Your task: Across the data below, how many lines have the word "item" in them? Give the number and nothing else.

Saved data entries:
-------
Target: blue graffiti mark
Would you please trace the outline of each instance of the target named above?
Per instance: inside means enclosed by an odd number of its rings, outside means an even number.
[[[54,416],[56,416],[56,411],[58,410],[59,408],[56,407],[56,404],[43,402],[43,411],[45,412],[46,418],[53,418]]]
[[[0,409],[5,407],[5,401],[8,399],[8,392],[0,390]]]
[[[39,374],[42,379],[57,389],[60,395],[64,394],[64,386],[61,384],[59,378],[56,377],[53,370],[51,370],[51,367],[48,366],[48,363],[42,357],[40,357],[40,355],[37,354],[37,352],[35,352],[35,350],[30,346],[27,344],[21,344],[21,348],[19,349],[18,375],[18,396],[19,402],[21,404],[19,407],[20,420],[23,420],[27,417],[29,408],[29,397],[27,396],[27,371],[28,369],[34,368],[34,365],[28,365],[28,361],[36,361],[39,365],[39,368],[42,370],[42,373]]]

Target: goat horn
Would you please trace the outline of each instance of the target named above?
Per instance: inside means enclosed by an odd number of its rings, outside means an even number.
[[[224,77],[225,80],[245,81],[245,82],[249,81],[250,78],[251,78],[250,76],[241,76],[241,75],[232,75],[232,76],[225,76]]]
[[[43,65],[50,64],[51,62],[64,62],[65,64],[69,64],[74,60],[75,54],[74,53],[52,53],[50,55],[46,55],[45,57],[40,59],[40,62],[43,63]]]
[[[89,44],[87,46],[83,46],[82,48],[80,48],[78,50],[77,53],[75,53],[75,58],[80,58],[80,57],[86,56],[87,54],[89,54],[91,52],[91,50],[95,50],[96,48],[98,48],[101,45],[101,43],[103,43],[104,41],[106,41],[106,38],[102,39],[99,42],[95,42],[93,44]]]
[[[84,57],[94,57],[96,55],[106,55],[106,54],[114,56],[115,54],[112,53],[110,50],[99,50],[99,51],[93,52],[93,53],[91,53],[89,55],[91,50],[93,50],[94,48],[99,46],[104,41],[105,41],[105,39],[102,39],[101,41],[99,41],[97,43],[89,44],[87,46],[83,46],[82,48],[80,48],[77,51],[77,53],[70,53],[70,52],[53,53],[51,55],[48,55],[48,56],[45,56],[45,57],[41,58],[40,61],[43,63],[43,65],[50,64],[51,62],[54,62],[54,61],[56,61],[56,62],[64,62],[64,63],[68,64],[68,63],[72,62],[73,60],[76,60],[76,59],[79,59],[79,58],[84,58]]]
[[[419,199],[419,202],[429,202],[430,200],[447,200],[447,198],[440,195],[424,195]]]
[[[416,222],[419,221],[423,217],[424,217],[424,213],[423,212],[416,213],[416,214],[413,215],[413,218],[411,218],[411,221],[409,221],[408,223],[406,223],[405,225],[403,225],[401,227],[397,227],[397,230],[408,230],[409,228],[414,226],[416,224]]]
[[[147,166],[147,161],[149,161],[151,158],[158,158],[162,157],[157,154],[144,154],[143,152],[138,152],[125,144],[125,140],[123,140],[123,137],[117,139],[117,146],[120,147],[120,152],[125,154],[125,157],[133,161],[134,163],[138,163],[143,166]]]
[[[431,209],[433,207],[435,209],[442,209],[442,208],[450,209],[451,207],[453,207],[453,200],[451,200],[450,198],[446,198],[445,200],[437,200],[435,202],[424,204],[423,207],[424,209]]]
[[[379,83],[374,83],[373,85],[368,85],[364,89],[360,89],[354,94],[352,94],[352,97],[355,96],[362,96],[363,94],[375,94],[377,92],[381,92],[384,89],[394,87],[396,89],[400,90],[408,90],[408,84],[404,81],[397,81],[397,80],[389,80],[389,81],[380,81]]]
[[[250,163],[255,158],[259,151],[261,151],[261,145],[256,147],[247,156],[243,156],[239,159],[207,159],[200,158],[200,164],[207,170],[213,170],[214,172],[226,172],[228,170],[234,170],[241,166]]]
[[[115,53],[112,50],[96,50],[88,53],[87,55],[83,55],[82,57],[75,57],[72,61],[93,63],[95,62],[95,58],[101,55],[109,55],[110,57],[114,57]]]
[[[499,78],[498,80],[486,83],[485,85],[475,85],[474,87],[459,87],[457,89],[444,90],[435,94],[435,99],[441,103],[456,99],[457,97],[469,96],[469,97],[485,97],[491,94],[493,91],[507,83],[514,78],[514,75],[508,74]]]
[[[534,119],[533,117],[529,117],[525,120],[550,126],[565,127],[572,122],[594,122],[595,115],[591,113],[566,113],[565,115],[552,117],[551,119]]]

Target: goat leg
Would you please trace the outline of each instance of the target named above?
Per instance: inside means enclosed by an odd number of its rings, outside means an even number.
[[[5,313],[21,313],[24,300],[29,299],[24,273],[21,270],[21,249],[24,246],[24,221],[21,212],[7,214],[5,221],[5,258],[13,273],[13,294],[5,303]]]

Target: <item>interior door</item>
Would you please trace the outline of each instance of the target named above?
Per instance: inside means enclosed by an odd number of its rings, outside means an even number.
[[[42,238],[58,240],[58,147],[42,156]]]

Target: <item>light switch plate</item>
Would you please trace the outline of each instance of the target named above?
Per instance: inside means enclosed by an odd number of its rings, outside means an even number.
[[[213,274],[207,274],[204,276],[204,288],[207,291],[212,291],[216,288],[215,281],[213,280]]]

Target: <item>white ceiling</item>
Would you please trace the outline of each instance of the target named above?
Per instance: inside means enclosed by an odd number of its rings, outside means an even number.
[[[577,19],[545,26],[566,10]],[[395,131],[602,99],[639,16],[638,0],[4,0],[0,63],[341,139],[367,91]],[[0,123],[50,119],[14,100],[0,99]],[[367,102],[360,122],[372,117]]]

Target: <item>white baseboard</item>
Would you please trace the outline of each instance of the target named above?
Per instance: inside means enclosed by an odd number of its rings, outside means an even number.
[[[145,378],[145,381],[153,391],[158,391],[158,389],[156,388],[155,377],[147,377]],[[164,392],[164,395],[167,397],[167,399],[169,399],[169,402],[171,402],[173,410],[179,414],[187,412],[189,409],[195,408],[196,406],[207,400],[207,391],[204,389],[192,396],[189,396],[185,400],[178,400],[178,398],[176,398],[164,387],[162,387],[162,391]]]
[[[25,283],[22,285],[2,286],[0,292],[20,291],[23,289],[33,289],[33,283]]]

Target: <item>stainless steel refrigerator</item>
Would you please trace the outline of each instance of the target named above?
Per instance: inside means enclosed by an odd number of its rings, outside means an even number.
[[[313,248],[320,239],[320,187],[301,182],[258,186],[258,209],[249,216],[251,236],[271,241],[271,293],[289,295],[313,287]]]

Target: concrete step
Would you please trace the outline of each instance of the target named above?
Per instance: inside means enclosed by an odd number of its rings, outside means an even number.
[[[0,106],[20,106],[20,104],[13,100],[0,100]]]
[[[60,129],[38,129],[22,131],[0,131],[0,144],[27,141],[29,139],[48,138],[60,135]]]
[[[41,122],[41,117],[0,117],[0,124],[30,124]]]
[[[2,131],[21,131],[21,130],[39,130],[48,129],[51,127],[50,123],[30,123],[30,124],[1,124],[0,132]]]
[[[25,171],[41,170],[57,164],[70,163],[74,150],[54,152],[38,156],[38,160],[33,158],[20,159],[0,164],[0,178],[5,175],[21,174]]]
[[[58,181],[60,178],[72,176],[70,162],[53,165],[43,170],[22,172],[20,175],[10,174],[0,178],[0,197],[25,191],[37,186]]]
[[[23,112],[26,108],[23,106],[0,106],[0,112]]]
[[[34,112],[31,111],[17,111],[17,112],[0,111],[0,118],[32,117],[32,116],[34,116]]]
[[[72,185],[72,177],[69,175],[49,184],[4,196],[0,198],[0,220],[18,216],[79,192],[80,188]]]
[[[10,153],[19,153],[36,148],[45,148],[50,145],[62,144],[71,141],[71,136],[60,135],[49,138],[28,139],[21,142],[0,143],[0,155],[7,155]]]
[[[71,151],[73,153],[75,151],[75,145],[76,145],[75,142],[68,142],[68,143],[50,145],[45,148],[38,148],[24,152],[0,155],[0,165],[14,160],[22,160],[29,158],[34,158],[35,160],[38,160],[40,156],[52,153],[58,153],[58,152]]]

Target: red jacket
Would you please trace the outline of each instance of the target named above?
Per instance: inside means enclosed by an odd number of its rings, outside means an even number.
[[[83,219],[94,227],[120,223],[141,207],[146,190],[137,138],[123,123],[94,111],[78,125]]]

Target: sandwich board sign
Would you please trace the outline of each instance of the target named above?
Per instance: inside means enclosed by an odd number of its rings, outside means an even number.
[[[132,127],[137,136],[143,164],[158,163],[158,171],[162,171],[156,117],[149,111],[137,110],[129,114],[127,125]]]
-------
The answer: 5